** Begin Dataset extract **

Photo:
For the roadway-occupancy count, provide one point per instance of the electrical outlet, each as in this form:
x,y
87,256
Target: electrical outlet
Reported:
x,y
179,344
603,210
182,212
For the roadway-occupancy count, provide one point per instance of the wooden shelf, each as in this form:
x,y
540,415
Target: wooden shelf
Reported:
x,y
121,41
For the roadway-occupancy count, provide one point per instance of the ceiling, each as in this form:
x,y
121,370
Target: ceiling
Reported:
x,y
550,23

** End Dataset extract **

Exercise objective: Render every line of the rows above as a numbered list, leaving out any blank lines.

Response for this exercise:
1. Photo:
2. For the roadway-occupancy count, provide one point per instance of the electrical outlet, each as in this form:
3. x,y
4. 87,256
5. Target: electrical outlet
6. Reported:
7. x,y
8. 179,344
9. 603,210
10. 182,212
11. For the roadway-occupancy count, provide one point per instance of the wooden shelf, each as in this form:
12. x,y
13. 540,415
14. Target: wooden shelf
15. Reported:
16. x,y
17. 121,41
18. For the roadway-occupancy count, provide one point per instance of the ceiling, each as in this form:
19. x,y
20. 121,370
21. Target: ceiling
22. Reported:
23. x,y
24. 550,23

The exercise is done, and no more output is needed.